Text provided:
#####

Shauna Whisenton thought she’d live with sickle cell disease for the rest of her life — until one clinical trial changed everything.
Shauna Whisenton was once an individual living with sickle cell disease (SCD). Now she’s an advocate for better therapies, a cure and better understanding of SCD.
Whisenton, now 41, was born with SCD, a painful, inherited disorder where red blood cells are misshaped, restricting blood flow and oxygen to parts of the body.
“It was all going pretty well until I had my third son,” she says. “Then my health started to take a turn for the worse.”
While nursing, she was admitted to the hospital every few weeks and, despite best efforts, was not replenishing enough fluids for her body to function properly and had major organ complications.
Her doctor asked her to consider a bone marrow transplant clinical trial to cure SCD.
Whisenton didn’t believe she could be cured and some members of her family were unsure if she should undergo the treatment. For many in the minority community, there is a fear that medical testing may exploit patients instead of helping them. However, clinical trial oversights ensure safety during participation.

#####

Problems to solve:
a: According to the article about Shauna Whisenton, how old is she now?
b: Translate this sentence from the article about Shauna Whisenton into Spanish: "Her doctor asked her to consider a bone marrow transplant clinical trial to cure SCD."
c: From the article about Shauna Whisenton, extract the passage starting at "Whisenton, now 41, was" and ending at "major organ complications.".
The data that comes next has no role in this work.

#####

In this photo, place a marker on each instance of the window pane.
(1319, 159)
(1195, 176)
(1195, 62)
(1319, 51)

#####

Solutions to the problems:
a: She is 41.

b: Su médico le pidió que considerara un ensayo clínico de trasplante de médula ósea para curar la enfermedad de células falciformes.

c:
Whisenton, now 41, was born with SCD, a painful, inherited disorder where red blood cells are misshaped, restricting blood flow and oxygen to parts of the body.
“It was all going pretty well until I had my third son,” she says. “Then my health started to take a turn for the worse.”
While nursing, she was admitted to the hospital every few weeks and, despite best efforts, was not replenishing enough fluids for her body to function properly and had major organ complications.